## Document section
⟨

But Haskell remains a lazy language at its core. While it is necessary to sequence actions for I/O at times, this is done using tools that are part of Haskell already. Haskell achieves a nice separation of I/O from the rest of the language through the IO monad as well.
      Earlier in this chapter, you read about hGetContents.
      We explained that the String it returns can be used in pure code.
    
We need to get a bit more specific about what side effects are. When we say Haskell has no side-effects, what exactly does that mean?
At a certain level, side-effects are always possible. A poorly-written loop, even if written in pure code, could cause the system's RAM to be exhausted and the machine to crash. Or it could cause data to be swapped to disk.
When we speak of no side effects, we mean that pure code in Haskell can't run commands that trigger side effects. Pure functions can't modify a global variable, request I/O, or run a command to take down a system.
      When you have a String from hGetContents that is passed to a pure
      function, the function has no idea that this String is backed by a
      disk file.  It will behave just as it always would, but processing that
      String may cause the environment to issue I/O commands.  The pure
      function isn't issuing them; they are happening as a result of the
      processing the pure function is doing, just as with the example of
      swapping RAM to disk.
    
      In some cases, you may need more control over exactly when your I/O
      occurs.  Perhaps you are reading data interactively from the user, or
      via a pipe from another program, and need to communicate directly with
      the user.  In those cases, hGetContents will probably not be
      appropriate.

⟩

## Information given

⟨

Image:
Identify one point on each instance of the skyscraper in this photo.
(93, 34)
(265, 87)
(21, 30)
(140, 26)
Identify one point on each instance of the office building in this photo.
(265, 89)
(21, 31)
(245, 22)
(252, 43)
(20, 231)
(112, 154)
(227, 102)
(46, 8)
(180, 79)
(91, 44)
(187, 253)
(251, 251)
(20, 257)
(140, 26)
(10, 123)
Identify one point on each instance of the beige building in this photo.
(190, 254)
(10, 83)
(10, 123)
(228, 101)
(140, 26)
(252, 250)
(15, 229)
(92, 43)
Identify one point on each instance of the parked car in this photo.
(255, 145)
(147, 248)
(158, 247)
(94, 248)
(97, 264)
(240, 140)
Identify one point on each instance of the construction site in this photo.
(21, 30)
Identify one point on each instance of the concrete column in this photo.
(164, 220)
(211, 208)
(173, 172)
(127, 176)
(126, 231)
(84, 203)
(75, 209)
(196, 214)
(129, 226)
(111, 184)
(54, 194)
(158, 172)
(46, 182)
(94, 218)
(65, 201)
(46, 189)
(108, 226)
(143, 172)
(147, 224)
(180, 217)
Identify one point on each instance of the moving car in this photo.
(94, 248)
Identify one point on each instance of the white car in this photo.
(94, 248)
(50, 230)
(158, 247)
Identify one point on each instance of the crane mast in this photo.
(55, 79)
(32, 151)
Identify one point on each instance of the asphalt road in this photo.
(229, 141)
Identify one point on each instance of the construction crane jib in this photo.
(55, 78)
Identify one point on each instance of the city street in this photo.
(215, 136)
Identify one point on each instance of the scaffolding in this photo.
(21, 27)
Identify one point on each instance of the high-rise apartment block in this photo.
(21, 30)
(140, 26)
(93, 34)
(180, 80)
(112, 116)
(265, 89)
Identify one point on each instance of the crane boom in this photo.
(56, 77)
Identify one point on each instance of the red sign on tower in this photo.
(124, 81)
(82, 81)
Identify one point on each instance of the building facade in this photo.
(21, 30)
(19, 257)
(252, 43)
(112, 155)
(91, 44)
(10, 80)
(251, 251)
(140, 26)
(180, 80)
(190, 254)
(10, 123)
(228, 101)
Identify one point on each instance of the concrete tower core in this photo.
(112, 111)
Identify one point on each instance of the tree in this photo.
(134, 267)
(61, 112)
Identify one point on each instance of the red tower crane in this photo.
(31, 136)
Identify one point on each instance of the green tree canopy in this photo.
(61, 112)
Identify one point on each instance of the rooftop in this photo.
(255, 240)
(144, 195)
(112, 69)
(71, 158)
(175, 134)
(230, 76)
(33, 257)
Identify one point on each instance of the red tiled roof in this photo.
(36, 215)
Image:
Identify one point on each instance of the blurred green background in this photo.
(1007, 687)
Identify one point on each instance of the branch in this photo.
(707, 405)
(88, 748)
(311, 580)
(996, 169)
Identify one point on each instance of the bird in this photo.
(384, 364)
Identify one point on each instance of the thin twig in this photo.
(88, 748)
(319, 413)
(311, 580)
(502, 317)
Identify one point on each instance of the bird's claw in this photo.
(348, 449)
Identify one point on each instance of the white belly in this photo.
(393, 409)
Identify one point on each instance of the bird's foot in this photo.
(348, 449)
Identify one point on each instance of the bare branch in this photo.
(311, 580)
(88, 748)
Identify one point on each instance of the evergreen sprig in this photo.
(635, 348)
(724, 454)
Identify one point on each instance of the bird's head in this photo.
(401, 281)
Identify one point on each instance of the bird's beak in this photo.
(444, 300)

⟩

## Problems to solve
[1] Please repeat the Haskell side-effects passage word for word, between "Earlier in this" and "swapped to disk.", inclusive.
[2] According to the Haskell side-effects passage, which actions are pure functions unable to perform?
[3] In the Haskell side-effects passage, what separates I/O from the rest of the language?

## Answers in order
[1]
Earlier in this chapter, you read about hGetContents.
      We explained that the String it returns can be used in pure code.
    
We need to get a bit more specific about what side effects are. When we say Haskell has no side-effects, what exactly does that mean?
At a certain level, side-effects are always possible. A poorly-written loop, even if written in pure code, could cause the system's RAM to be exhausted and the machine to crash. Or it could cause data to be swapped to disk.

[2]
- Modify a global variable
- Request I/O
- Run a command to take down a system

[3] The IO monad.